There are commercial products available that implement heavy-duty DoS/ intrusion protection. They block the vast majority of simple attacks and are crucial for any large-scale public-facing services. But a good distributed full-handshake or even valid HTTP request DoS is almost impossible to fully block.

I agree that the ~1,000 simultaneous connection count is indeed the general breaking point for select()- or poll()-based web servers (in my experience), and epoll() is a much better solution as you say. But Apache will not handle 1,000 simultaneous connections unless you have 4GB of RAM, you're on a 32-bit platform, and you have every feature turned off. And then only if you don't want any disk buffer/ cache. :)

With typical application server support (e.g., mod_php), Apache will not reach 1000 processes without something like 8-16G of RAM. I've never been able to set MaxClients above 200... Copy-on-write only goes so far.

Sorry for the tangent, but throttling/DoS prevention is especially important for any web/application server based on the process model.

Graeme Fowler graeme (at) graemef (dot) net 18 Apr 2006

This is an application (Apache) configuration issue, not really a load balancing issue at all. A default Apache configuration shouldn't, ideally, be in production. The MaxClients setting is 150 (may be higher depending on distro and choice of MPM) for a reason, which is that not everyone has the same hardware and resource availability. It's better that you're given a limited resource version than one which immediately spins away and causes your server to expire due to lack of memory, for example.

This is a problem which LVS itself can't help with, given that the concept of true feedback isn't implemented.

If you spend the time to get to know your server, you'll find that you can sort out this sort of resource famine quite easily by tuning Apache, with the caveat that it will _always_ be possible to cause Apache (or any other webserver for that matter) to fall over by flooding it. Think about the infamous "Slashdot effect".

You could, in theory, do some limiting with netfilter/iptables on the director, but that's OT for this list. To test, just use ApacheBench, which comes with Apache :)

Ratz

Too bad that apache only allows epoll for MPM event models. For the other interested readers, we're essentially talking about a feature which is best described here: http://www.kegel.com/c10k.html

Now, as for the memory pressure mentioned below, I beg to differ a bit ... I have rarely hit the problems serving 800-1000 concurrent sessions on 32bit using a normal 2G/2G-split 2.4.x or 2.6.x kernel. As for memory/cache... Again, I believe that if you already hit the memory limits, you did something wrong in your configuration or setup :). mod_php or even mod_perl are memory hogs, but if you use a proper m:n threading model, I bet you can still serve a couple of hundred concurrent connections.

___

LIST OF TASKS>
**a)** Write out, word for word, the part of the Apache thread starting with "I agree that" and going on through "the process model.".
**b)** Carry the Apache thread forward with a further passage that picks up after its last sentence.
The material after this point stands on its own and is not part of the Apache thread.

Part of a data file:

___

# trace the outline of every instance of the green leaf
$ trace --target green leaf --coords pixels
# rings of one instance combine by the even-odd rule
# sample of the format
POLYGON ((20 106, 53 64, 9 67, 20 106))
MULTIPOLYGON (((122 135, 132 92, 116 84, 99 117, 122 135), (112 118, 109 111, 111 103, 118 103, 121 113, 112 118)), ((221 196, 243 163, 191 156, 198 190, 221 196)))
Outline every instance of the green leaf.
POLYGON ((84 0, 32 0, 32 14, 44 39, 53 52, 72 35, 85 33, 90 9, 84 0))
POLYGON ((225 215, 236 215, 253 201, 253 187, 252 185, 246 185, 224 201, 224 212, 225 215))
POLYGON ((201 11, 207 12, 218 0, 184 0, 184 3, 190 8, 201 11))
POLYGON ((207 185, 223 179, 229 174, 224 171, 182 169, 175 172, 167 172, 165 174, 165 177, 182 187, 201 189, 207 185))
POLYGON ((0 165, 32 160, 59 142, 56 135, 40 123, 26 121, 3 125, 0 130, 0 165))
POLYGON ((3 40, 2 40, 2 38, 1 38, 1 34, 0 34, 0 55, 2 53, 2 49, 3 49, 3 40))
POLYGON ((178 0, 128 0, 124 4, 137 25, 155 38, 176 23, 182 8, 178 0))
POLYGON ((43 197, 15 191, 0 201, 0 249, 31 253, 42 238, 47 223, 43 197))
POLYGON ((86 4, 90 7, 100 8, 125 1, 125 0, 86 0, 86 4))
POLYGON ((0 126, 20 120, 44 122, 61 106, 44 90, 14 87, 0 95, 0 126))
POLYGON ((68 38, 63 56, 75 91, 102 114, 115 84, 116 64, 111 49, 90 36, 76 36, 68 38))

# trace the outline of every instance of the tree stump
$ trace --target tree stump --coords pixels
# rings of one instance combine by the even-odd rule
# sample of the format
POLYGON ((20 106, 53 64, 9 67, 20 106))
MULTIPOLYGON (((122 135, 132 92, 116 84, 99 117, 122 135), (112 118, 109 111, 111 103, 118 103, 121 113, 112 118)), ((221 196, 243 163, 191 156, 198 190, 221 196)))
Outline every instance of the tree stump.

___

RESPONSES TO THE TASKS>
**a)**
I agree that the ~1,000 simultaneous connection count is indeed the general breaking point for select()- or poll()-based web servers (in my experience), and epoll() is a much better solution as you say. But Apache will not handle 1,000 simultaneous connections unless you have 4GB of RAM, you're on a 32-bit platform, and you have every feature turned off. And then only if you don't want any disk buffer/ cache. :)

With typical application server support (e.g., mod_php), Apache will not reach 1000 processes without something like 8-16G of RAM. I've never been able to set MaxClients above 200... Copy-on-write only goes so far.

Sorry for the tangent, but throttling/DoS prevention is especially important for any web/application server based on the process model.

**b)**
I would argue that copy on write kills your performance because your application was not designed properly :). No pun intended, but I've more than once fixed rather broken web service architectures based on PHP or Servlets or JSP or ASP or -insert you favourite web service technology-.

DoS prevention does not exist, this topic has been beaten to death already :). DoS mitigation, maybe yes. Maybe we should define throttling before continuing discussing its pro/cons. It could very well be that we agree on that.

Most of our customer's httpd show RSS between 800KB and 2MB; some of them it's including mod_perl or mod_php. You can drop the process count if you set your timeouts correctly, or you implement proper state mapping using a reverse proxy and a cookie engine. With your iptables command, no wonder you have no memory left on your box :).

You can't drop a certain amount of illegitimate _and_ legitimate connections when you're running on a strict SLA. QoS approaches based on window scaling help a bit more.

Regarding throttling, I reckon you use the TC framework available in the Linux kernel since long before netfilter hit the tables.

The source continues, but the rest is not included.